**Source document**
=====

Eighth grade academics no longer take Algebra Keystone


Connor George

Math time! Eighth grade math teacher Anetta Conway teaches her fourth period math. They are preparing and making sure they know everything for the PSSA’s.

Destiny Montgomery , Reporter

As of the 2018-2019 school year, the Pennsylvania State Department of Education pushed eighth grade academic Algebra I Keystone Testing to the ninth grade year to make it easier for students.  

In previous years, eighth grade academic and honors students took the Algebra I Keystone test. If they failed, they took a semester long Algebra Intervention class in ninth grade and would retake the test in the middle of that school year.

“Instead of eighth grade academic taking the Algebra I class this year, they are technically taking PA Core Math 8,” assistant principal Jerry Koehle said.

According to Koehle, having academic students skip the Algebra Keystones will take pressure off of them. He added they already have to take math, ELA and science PSSA’s, and adding the Algebra Keystone is a lot to handle and cover.

“It is a proven fact that Algebra I is the most important math course, and sometimes students aren’t ready for it in eighth grade, so with that extra year of maturity, we find that students will be more successful and more understanding of the content,” Koehle said.

Eighth grader, Keria Mayhue, is an academic student who will not be taking the Algebra I Keystones until her ninth grade year.

=====

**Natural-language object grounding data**
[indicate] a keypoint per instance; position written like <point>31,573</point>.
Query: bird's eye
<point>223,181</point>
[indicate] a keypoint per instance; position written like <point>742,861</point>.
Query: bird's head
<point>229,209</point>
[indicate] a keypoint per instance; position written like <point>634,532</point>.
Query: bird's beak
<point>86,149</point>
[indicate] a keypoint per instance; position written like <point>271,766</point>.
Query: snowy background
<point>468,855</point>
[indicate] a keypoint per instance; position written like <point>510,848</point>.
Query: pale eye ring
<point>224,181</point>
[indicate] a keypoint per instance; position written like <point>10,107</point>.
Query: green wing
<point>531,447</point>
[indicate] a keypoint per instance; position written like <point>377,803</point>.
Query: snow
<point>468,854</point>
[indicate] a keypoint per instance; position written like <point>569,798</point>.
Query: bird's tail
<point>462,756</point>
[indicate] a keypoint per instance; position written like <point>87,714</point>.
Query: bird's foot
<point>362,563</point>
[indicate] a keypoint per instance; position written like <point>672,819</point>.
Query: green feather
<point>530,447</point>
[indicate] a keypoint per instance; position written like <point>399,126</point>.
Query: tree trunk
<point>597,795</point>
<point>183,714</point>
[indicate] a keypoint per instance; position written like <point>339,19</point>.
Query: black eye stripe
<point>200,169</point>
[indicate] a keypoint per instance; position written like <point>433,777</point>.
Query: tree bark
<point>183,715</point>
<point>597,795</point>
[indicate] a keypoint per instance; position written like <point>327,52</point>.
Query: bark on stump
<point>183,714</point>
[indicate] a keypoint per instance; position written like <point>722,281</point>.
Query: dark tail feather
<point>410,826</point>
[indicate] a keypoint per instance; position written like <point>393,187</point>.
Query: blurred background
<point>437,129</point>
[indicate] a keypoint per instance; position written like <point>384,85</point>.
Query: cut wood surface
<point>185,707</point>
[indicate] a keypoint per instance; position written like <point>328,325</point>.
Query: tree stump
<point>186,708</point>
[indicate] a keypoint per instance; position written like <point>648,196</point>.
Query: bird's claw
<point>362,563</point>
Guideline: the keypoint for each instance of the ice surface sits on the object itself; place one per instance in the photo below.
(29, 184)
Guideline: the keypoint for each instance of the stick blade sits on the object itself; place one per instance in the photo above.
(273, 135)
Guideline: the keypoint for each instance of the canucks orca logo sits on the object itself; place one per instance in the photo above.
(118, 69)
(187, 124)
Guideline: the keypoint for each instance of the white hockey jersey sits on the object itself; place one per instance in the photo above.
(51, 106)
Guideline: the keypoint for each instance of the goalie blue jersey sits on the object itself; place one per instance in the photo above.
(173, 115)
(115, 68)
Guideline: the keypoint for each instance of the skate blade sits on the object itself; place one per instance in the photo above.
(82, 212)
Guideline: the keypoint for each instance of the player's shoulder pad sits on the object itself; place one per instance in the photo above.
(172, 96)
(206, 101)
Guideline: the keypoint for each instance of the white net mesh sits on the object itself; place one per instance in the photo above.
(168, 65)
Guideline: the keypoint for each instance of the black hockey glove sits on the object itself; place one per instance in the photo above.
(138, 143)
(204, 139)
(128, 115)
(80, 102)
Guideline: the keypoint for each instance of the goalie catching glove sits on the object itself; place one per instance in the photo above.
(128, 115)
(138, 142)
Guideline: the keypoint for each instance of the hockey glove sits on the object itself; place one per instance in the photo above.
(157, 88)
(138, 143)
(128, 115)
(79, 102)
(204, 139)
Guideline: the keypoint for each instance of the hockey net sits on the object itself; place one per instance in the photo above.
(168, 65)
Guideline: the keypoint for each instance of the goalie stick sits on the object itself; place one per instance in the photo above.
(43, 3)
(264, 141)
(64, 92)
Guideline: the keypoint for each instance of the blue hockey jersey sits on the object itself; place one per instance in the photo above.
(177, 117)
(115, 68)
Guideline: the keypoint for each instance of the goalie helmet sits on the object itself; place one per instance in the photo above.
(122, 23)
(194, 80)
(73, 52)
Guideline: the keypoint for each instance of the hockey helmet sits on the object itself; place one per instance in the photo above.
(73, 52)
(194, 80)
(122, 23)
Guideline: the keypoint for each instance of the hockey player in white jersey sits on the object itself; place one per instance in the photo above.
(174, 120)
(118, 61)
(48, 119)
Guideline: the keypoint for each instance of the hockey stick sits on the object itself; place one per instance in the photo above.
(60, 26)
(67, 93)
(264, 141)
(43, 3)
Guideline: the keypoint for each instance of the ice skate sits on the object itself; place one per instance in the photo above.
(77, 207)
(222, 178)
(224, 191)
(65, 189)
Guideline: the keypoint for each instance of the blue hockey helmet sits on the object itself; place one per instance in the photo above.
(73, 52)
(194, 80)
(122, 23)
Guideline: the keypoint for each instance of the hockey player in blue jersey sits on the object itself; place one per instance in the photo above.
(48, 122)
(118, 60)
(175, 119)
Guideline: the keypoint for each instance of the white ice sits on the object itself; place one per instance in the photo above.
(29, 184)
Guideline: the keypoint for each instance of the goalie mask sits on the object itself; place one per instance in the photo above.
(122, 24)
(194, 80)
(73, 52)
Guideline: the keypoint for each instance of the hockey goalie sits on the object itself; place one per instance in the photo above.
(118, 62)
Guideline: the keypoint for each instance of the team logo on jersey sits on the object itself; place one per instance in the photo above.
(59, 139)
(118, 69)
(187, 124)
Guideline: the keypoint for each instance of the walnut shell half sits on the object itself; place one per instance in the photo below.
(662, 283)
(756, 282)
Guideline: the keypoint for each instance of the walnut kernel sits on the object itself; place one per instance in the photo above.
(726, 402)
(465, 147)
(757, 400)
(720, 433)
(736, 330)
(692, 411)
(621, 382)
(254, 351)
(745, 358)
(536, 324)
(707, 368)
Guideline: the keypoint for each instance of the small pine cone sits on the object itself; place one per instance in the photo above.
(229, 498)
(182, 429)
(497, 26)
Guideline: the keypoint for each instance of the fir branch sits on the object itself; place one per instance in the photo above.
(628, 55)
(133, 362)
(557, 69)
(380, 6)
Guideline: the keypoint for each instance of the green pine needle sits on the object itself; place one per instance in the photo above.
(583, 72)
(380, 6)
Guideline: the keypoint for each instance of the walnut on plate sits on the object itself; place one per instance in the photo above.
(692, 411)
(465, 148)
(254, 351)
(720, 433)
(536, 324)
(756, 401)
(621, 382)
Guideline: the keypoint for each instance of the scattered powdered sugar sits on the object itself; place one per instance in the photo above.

=====

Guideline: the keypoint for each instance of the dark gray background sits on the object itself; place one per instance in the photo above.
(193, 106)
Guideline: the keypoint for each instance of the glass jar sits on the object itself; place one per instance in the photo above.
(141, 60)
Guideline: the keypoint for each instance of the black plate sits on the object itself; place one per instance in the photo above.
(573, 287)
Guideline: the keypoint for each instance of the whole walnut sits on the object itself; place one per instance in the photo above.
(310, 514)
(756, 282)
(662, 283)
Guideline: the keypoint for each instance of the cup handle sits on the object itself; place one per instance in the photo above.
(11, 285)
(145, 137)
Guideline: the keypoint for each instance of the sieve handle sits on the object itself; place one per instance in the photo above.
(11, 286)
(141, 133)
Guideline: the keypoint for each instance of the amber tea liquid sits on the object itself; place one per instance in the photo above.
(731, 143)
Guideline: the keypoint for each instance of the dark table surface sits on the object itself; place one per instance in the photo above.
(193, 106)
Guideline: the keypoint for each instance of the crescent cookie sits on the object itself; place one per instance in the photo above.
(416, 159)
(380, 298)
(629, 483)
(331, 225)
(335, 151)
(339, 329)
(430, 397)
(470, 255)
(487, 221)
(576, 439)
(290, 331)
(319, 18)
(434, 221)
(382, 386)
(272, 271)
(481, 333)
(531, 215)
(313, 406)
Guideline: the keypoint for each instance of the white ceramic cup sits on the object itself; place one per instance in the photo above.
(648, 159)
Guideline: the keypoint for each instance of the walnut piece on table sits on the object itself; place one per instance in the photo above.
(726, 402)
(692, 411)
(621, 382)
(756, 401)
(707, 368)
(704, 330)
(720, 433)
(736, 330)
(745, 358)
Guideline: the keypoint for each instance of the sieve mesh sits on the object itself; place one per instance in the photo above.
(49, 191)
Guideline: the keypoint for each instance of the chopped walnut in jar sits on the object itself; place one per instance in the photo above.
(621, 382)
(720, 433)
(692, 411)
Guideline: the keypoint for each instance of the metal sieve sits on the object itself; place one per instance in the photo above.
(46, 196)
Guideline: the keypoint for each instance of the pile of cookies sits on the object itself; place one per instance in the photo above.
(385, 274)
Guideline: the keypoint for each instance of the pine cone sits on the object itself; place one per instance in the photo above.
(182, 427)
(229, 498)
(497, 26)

=====

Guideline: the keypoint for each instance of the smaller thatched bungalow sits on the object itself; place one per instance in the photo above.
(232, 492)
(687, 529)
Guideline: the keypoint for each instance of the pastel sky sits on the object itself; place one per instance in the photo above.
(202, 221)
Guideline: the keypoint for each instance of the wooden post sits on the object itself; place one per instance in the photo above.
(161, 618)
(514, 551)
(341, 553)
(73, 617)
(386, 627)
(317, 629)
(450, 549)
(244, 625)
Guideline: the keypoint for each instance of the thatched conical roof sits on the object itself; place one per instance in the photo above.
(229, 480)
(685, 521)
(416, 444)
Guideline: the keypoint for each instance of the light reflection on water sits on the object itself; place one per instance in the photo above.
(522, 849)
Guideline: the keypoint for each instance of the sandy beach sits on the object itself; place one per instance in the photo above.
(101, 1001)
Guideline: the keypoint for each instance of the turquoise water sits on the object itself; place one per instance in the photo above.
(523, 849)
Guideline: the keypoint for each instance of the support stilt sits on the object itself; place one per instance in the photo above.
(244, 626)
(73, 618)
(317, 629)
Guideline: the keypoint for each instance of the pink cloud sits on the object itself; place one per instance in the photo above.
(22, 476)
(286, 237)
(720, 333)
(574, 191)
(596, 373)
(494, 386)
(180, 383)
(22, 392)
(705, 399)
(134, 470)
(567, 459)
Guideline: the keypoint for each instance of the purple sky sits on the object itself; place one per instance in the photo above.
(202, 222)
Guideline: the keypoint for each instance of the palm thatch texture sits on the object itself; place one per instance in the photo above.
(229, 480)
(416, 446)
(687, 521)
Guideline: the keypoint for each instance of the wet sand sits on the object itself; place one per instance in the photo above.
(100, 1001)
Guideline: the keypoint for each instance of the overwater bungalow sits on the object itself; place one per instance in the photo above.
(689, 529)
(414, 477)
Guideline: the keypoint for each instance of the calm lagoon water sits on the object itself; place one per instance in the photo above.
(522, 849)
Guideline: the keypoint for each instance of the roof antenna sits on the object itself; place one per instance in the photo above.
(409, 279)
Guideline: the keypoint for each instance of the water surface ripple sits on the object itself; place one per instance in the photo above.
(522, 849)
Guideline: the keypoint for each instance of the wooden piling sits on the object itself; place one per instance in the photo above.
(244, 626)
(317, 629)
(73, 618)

=====

**To do**
a: List every person named in the article about the Algebra Keystone change.
b: Print the passage of the article about the Algebra Keystone change starting at "According to Koehle, having" and ending at "handle and cover.".
c: Using the article about the Algebra Keystone change, say whether each statement agrees with it: (i) In earlier years, honors students in eighth grade took the Algebra I Keystone test. (ii) Students who failed the test retook it at the end of their ninth grade year. (iii) Keria Mayhue is an honors student.

**Activity answers**
a: Connor George, Anetta Conway, Destiny Montgomery, Jerry Koehle, Keria Mayhue

b:
According to Koehle, having academic students skip the Algebra Keystones will take pressure off of them. He added they already have to take math, ELA and science PSSA’s, and adding the Algebra Keystone is a lot to handle and cover.

c:
(i) Yes: "In previous years, eighth grade academic and honors students took the Algebra I Keystone test."
(ii) No: "would retake the test in the middle of that school year."
(iii) No: "is an academic student who will not be taking the Algebra I Keystones until her ninth grade year."